[Dataset records]
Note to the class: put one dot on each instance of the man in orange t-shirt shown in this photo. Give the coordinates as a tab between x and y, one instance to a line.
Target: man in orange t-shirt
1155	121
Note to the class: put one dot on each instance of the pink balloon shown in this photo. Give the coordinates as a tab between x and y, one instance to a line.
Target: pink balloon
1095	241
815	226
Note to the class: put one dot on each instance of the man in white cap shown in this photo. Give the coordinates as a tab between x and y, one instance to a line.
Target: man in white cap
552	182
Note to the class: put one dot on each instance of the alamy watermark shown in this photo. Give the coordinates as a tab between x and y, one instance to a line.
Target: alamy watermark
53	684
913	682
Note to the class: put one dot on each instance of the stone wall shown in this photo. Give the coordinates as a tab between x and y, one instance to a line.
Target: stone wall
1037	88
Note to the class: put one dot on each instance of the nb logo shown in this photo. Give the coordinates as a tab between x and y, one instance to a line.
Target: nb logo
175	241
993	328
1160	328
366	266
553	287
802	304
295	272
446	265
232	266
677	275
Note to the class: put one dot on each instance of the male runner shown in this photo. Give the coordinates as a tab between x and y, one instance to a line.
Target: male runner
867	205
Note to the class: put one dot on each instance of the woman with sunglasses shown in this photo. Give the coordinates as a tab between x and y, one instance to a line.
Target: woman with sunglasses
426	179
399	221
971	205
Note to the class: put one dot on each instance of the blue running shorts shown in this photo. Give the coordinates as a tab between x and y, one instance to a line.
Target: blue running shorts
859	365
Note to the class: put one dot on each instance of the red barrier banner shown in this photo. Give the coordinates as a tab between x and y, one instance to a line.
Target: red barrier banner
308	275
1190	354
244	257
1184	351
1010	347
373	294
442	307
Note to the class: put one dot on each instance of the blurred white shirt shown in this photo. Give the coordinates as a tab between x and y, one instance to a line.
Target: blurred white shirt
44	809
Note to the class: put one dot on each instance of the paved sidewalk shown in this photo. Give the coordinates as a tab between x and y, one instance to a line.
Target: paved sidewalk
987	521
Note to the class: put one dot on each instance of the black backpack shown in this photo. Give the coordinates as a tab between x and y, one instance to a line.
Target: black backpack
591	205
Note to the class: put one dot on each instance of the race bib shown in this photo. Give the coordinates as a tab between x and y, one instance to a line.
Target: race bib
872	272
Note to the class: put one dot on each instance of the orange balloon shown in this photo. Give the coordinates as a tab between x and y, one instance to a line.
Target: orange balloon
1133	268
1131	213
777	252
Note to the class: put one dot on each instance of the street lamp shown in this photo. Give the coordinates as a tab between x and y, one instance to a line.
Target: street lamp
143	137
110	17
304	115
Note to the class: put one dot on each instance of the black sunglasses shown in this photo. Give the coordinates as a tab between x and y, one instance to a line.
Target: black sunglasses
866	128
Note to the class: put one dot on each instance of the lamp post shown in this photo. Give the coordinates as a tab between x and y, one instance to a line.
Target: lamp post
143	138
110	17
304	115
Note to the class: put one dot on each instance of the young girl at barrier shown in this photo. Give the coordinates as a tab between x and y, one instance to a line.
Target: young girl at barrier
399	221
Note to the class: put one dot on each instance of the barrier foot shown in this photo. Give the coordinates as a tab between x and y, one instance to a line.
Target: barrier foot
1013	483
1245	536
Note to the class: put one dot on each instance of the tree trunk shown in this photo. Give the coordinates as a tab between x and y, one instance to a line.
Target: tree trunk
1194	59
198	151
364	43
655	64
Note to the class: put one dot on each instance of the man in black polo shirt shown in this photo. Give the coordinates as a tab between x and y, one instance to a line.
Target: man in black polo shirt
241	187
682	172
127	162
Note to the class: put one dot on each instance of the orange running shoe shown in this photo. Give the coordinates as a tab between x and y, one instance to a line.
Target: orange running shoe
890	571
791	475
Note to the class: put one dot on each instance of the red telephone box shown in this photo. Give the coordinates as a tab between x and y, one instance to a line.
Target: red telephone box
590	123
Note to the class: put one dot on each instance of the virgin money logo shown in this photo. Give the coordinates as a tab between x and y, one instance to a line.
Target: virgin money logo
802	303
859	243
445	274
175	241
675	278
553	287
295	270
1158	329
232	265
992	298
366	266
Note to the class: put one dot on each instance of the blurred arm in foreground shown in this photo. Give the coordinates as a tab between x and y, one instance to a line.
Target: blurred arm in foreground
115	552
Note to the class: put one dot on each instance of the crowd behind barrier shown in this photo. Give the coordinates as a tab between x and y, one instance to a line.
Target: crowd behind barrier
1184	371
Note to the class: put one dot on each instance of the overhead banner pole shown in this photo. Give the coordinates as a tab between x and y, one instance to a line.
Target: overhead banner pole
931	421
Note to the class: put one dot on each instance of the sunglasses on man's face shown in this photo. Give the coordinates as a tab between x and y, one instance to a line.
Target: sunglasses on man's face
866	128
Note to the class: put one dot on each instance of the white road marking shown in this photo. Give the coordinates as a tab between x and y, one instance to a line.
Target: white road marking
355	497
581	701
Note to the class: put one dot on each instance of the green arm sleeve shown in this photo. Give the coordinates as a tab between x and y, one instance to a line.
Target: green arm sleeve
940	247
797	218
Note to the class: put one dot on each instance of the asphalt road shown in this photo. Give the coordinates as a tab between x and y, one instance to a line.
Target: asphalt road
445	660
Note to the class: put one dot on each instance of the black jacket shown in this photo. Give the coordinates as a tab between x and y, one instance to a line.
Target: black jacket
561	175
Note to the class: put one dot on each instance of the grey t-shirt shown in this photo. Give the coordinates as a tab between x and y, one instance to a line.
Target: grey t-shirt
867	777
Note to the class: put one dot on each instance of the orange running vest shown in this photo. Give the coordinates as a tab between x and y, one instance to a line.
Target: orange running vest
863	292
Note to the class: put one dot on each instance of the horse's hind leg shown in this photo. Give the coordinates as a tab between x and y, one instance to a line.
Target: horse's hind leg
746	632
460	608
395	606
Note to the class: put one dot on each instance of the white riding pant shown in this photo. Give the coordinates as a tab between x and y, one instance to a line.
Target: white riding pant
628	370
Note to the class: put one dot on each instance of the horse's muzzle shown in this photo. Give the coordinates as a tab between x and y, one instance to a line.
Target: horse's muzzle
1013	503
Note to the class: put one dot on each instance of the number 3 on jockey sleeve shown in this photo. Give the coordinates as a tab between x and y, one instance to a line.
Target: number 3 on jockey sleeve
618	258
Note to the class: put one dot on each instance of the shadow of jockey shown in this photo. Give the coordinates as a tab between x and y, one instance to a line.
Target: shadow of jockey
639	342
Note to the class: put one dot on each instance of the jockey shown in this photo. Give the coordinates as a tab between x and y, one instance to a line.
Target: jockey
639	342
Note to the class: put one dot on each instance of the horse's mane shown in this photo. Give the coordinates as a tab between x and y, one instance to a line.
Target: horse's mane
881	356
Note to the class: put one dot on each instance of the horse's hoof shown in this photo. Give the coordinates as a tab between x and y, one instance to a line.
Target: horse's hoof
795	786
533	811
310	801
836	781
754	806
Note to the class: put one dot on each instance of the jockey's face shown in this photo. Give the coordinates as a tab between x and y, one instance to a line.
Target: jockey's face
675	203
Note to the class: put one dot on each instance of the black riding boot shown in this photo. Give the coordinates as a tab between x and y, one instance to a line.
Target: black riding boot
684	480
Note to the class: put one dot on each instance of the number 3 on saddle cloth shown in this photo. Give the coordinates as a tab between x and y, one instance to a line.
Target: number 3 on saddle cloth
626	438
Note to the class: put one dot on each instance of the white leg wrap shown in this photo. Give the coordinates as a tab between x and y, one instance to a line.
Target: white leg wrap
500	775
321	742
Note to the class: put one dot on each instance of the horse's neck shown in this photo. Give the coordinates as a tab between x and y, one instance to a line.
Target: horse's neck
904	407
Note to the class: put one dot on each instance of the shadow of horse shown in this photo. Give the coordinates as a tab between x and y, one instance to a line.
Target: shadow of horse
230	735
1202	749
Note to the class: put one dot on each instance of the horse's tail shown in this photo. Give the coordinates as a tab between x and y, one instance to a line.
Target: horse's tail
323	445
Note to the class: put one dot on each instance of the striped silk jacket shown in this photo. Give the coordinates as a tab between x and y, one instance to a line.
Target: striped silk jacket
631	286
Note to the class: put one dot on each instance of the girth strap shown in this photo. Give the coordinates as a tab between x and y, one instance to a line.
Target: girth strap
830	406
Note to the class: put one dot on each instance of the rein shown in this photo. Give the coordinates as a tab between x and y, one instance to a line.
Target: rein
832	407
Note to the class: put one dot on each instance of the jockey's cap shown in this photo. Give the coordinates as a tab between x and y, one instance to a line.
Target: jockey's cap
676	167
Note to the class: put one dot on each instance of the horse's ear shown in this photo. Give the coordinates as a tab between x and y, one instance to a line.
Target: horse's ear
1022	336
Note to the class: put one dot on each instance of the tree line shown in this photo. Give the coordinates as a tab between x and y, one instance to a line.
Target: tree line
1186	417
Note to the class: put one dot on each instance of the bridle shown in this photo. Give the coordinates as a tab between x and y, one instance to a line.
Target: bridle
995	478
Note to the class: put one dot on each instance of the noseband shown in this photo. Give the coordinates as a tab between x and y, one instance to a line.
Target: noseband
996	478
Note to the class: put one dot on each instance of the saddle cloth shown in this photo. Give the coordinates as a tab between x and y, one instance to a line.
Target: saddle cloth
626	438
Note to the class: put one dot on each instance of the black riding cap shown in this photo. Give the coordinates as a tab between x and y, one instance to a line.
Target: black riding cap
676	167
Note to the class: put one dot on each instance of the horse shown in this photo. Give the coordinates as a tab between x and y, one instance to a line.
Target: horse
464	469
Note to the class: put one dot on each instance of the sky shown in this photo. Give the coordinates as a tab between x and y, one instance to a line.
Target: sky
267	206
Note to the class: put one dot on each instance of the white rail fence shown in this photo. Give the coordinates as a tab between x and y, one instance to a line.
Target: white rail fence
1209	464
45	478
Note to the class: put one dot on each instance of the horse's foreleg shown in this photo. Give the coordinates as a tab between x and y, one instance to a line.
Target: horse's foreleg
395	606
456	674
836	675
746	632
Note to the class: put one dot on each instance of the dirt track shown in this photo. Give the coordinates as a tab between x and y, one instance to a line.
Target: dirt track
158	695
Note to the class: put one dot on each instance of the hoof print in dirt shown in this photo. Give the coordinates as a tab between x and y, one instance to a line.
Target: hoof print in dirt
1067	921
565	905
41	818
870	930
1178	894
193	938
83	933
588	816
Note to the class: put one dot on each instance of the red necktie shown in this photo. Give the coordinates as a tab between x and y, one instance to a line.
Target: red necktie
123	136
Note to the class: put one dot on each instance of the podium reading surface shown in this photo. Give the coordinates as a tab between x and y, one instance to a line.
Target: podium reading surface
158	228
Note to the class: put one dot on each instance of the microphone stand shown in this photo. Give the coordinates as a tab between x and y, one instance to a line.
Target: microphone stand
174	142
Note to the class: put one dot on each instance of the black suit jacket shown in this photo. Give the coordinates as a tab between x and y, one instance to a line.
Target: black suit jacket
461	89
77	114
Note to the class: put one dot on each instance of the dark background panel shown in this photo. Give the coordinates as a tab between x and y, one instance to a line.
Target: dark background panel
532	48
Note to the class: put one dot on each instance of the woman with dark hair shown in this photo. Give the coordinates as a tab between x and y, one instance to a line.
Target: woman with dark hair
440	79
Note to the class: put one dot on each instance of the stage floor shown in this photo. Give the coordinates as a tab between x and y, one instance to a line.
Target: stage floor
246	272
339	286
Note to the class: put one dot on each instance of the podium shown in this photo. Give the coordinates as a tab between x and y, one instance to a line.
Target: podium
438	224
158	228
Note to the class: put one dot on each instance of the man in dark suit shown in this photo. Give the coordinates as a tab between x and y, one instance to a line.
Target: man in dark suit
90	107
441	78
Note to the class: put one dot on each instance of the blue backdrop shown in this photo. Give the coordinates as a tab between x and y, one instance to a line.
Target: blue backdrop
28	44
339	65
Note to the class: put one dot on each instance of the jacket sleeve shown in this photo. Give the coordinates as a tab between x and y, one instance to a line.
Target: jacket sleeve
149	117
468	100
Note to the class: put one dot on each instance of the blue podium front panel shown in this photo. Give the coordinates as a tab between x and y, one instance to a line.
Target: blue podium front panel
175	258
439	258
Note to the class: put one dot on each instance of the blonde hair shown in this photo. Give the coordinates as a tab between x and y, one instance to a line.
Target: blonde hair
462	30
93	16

• WHAT YOU WILL DO:
Copy only this span: the line that contains "the black suit", the last line, and every line between them.

• RESULT OF THIS TASK:
Note to the class: put one dot on each instance of the black suit jacket shown in this photo. Give the coordinates as a tab between x and y, one instance to a line.
Target: black suit jacket
461	89
77	114
Note to the class: put one dot on each instance of the dark background panel shown in this photo. Give the coordinates as a tab between x and y, one instance to a line.
Target: dark background panel
532	48
Note to the class: put one dot on each instance of the woman with dark hair shown in this photo. Give the coordinates as a tab between x and y, one instance to a line.
Target: woman with dark hair
440	79
Note to the class: put one dot on each instance of the stage floor shown in this photo. Give the coordinates as a tab between x and y, one instance to a line.
Target: stage floor
246	272
339	286
Note to the class: put one dot on each instance of the podium shown in this photo. Give the coordinates as a tab between x and y, one instance to a line.
Target: podium
438	224
158	228
Note to the class: put one dot on each instance of the man in dark suit shown in this photo. Give the coordinates as a tab between x and y, one instance to a line.
Target: man in dark suit
90	107
441	78
Note to the class: put one dot on each instance of the blue backdrop shown in this photo. Give the coordinates as a tab between x and y, one instance to a line.
Target: blue backdrop
28	44
339	65
Note to the class: put one dot on each instance of the jacket sleeve shown in this photo. Give the coordinates as a tab between x and y, one instance to a line.
Target: jacket sleeve
149	117
468	100
Note to the class: put one dot on each instance of the blue podium front panel shown in this photo. Give the coordinates as a tab between x and y, one instance to a line.
Target: blue podium front panel
175	258
439	258
Note to the class: put one dot on each instance of the blonde hair shown in this photo. Give the coordinates as a tab between x and y, one instance to a line.
Target: blonde hair
462	30
93	16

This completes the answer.